**REQUIRED WORK:**
• 1. From the text on the immune response to carbohydrates, list every food in which Neu5Gc is present in high amounts.
• 2. According to the text on the immune response to carbohydrates, what share of allergic patients is currently estimated to generate specific anti-carbohydrate IgE antibodies?
• 3. Write the passage that follows the last sentence of the text on the immune response to carbohydrates.

Features of the immune response to carbohydrates

Many food allergens are glycoproteins that contain one or several carbohydrates linked to the protein structure. Not only proteins but also carbohydrates can stimulate the production of IgE antibodies and be strong inducers of Th2 responses [33]. The current estimate is that 15–30 % of allergic patients generate specific anti-carbohydrate IgE antibodies [34], but this IgE response has very little clinical relevance [35].

At present, α-Gal is the only clinically relevant carbohydrate allergen from the mammalian kingdom. However, besides α-Gal, a sialic acid named Neu5Gc is the only mammalian carbohydrate present in high amounts in beef, lamb, pork, and cow’s milk [36]. Similar to α-Gal, Neu5Gc is found in most mammals including primates [37] but not in humans due to a mutation in the gene encoding the enzyme responsible for Neu5Gc synthesis. IgG antibodies against Neu5Gc reach up to 0.25 % of total circulating IgG in some subjects which is similar to what is known regarding IgG antibodies to α-Gal, but the IgG levels to Neu5Gc and α-Gal have not been reported to correlate [36, 38]. In addition to α-Gal, carbohydrates from the plant kingdom and venoms have been shown to induce an IgE response.

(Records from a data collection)

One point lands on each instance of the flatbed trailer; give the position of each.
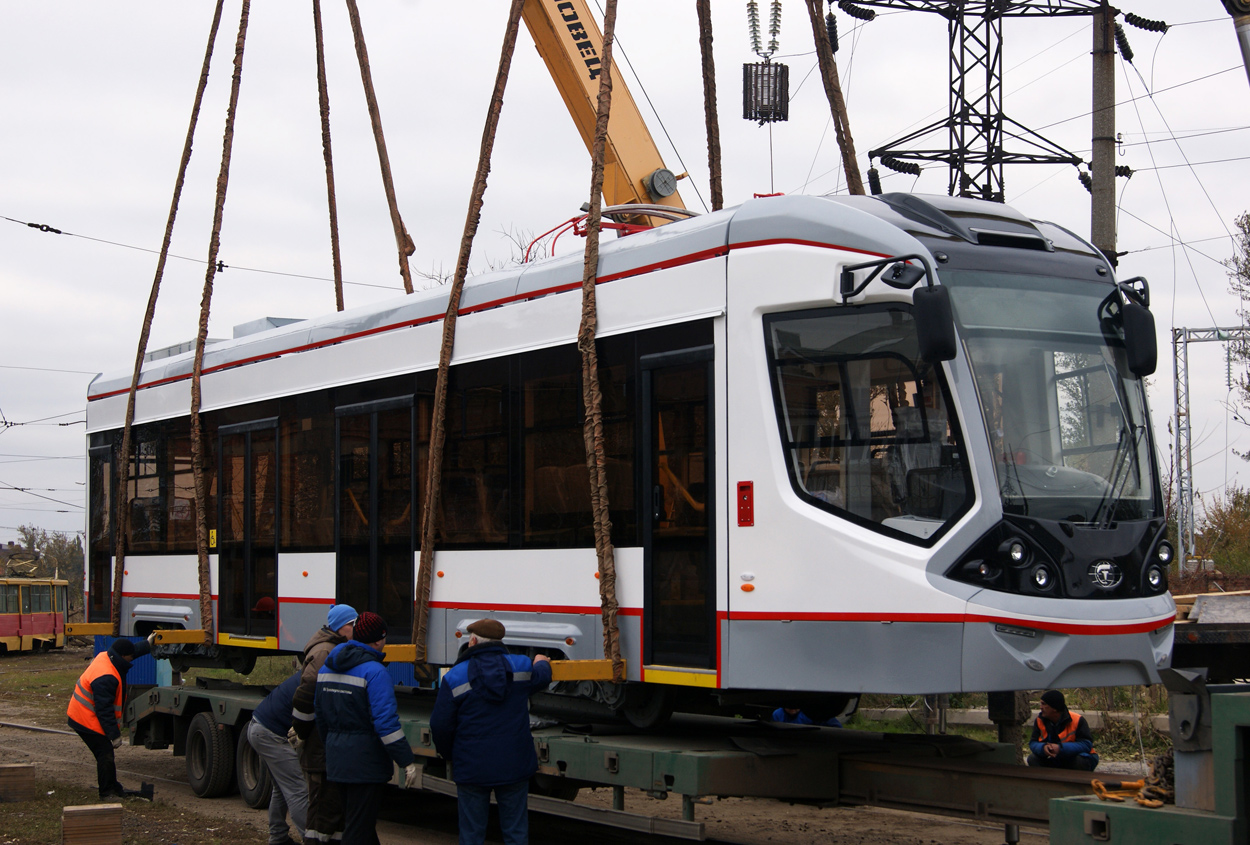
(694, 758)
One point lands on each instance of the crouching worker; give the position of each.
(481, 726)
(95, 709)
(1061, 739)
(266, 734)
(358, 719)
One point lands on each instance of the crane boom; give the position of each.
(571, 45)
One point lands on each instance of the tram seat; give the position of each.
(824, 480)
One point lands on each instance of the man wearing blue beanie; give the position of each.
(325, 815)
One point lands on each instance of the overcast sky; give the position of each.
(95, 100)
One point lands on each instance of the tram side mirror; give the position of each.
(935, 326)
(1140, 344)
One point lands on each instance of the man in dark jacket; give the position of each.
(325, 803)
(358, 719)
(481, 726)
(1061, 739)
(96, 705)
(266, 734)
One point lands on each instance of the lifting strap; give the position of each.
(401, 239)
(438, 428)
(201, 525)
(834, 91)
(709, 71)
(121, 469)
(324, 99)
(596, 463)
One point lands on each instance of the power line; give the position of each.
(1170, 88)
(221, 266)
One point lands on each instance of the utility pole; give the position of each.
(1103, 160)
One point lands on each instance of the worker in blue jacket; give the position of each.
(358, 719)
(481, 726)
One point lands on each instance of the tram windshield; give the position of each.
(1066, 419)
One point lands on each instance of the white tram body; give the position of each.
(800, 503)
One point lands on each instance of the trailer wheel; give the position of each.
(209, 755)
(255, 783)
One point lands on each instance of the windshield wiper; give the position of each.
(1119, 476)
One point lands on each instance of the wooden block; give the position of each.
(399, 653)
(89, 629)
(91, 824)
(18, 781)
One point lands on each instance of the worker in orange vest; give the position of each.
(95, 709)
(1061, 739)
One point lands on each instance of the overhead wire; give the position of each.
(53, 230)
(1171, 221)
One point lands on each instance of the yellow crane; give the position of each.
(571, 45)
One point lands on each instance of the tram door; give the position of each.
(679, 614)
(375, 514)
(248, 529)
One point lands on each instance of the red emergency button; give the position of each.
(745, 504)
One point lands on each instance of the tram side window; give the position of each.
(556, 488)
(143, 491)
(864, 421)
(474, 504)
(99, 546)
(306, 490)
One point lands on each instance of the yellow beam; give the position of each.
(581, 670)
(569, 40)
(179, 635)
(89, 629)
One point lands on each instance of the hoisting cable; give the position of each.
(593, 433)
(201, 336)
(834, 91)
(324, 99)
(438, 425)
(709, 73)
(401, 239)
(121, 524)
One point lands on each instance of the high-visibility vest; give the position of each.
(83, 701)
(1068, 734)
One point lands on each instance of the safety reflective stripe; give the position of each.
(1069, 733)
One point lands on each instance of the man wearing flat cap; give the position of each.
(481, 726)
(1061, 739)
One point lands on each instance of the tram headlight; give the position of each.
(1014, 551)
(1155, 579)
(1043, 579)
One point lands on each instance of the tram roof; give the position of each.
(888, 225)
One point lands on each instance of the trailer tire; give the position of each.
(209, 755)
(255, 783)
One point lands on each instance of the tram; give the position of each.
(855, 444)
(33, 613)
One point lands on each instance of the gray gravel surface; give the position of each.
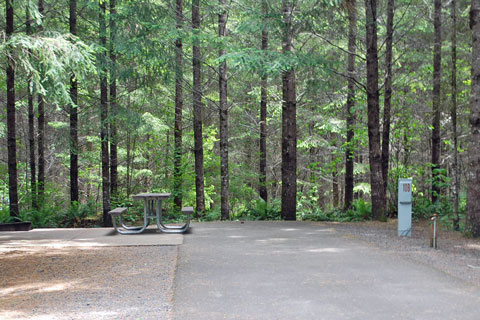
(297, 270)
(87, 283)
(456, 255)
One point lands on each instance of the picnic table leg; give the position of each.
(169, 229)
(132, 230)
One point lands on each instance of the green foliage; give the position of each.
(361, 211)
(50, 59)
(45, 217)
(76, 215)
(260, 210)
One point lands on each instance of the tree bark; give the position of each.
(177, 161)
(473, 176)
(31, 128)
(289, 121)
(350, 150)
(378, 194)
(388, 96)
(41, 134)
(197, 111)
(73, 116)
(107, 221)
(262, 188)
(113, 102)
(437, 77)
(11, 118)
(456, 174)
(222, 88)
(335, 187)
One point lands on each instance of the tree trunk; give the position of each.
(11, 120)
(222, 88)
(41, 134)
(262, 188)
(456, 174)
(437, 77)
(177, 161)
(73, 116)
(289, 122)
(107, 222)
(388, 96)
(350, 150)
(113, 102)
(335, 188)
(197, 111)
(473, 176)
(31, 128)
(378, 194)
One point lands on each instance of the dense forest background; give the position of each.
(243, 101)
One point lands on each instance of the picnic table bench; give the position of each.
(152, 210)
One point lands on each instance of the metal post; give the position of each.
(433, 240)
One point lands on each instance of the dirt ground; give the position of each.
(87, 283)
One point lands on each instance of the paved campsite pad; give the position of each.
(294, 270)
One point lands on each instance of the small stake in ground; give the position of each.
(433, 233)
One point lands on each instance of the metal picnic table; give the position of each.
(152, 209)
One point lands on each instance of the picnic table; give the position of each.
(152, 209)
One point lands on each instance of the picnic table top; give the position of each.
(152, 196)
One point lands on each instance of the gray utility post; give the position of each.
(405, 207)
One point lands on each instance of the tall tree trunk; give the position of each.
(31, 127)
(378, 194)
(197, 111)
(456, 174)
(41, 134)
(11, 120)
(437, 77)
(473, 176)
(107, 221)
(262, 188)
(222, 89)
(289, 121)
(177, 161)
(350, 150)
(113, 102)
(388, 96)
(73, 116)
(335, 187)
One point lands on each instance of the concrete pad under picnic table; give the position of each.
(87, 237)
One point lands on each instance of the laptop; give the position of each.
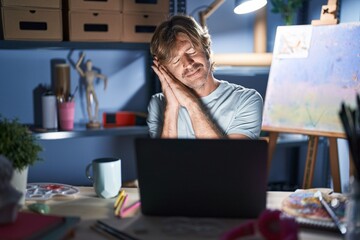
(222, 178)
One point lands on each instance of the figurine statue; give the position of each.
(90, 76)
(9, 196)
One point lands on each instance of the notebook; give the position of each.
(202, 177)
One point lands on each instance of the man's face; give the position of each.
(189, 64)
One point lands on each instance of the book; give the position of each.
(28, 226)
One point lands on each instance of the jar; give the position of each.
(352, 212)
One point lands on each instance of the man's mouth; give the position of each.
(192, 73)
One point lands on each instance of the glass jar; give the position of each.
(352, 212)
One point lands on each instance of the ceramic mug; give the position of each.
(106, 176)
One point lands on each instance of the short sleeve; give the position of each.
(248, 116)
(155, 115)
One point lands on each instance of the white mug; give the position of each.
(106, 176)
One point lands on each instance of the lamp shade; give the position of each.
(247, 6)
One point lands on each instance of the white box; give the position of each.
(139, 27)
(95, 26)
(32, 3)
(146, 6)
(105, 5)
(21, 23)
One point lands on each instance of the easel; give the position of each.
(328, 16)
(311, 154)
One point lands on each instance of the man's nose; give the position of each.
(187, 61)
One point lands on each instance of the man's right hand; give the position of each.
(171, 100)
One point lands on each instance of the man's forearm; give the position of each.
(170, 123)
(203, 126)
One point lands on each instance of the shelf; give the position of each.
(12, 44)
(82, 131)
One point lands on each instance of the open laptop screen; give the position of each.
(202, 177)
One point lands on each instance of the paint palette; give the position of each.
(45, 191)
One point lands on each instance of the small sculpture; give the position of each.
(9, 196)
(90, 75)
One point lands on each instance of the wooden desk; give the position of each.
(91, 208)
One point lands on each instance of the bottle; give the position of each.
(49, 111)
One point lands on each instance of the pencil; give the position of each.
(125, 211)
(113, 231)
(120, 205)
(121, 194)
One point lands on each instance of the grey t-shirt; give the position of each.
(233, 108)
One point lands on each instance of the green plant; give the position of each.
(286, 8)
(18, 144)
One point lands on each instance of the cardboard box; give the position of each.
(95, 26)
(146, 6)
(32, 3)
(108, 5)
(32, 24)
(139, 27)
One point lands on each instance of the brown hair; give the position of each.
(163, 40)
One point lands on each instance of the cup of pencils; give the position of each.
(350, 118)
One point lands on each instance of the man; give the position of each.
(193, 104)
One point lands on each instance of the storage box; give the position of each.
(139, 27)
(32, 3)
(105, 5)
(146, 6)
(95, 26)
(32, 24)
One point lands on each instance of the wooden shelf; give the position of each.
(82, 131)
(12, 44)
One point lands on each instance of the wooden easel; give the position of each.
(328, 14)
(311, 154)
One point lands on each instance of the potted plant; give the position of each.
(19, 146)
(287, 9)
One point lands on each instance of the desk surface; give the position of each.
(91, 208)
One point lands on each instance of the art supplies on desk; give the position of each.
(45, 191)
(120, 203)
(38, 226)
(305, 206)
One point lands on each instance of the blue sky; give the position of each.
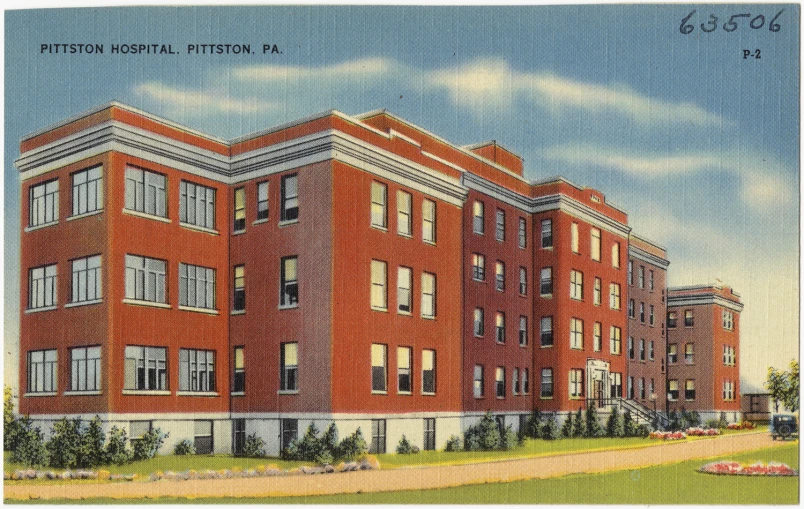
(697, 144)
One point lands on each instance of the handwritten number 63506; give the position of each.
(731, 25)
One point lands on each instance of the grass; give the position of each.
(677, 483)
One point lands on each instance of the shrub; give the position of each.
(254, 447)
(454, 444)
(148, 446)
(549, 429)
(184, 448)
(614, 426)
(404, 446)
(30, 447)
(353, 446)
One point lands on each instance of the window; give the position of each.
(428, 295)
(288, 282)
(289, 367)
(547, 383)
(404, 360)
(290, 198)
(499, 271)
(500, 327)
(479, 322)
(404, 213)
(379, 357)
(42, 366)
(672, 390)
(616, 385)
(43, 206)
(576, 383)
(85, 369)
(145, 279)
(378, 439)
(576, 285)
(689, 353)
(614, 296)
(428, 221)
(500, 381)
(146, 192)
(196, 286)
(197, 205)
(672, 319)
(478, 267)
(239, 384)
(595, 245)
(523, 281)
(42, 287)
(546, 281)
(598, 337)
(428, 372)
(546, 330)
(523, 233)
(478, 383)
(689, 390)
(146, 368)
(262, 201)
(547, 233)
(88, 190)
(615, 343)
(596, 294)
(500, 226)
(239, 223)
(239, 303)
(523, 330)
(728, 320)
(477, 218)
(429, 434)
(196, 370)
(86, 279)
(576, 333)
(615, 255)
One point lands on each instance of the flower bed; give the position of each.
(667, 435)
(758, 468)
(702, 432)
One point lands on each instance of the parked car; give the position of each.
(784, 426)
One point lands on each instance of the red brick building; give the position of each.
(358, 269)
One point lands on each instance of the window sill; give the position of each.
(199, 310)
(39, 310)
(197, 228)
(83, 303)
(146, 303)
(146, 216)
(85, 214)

**RESPONSES BY ITEM NUMBER:**
• 1. Beef, lamb, pork, cow's milk

• 2. 15–30 %

• 3.
We investigated whether the IgE responses to α-Gal targeted the glycoprotein or the carbohydrate structure only. Deglycosylation of an α-Gal containing protein, bovine thyroglobulin, significantly reduced the IgE response as compared to untreated thyroglobulin. In addition, the IgE levels against deglycosylated thyroglobulin were reduced more than hundredfold to below the cut-off (< 0.10 kUA/l) in two thirds of patients tested. The results indicate that the anti-α-Gal IgE response of red meat allergic patients is directed against the pure α-Gal carbohydrate and is unrelated to the carrier protein itself. We furthermore scrutinized if red meat allergic patients also have an IgE response to Neu5Gc, carbohydrates from the plant kingdom or venoms. Our study revealed that red meat allergic patients neither had an IgE antibody response against Neu5Gc nor against CCDs from plant (nCup a 1, nArt v 1 and MUXF3) or venom (MUXF3) sources [39]. Taken together, IgE reactivity to carbohydrates from the animal and plant kingdom common in other allergic diseases is not of importance in the red meat allergy syndrome.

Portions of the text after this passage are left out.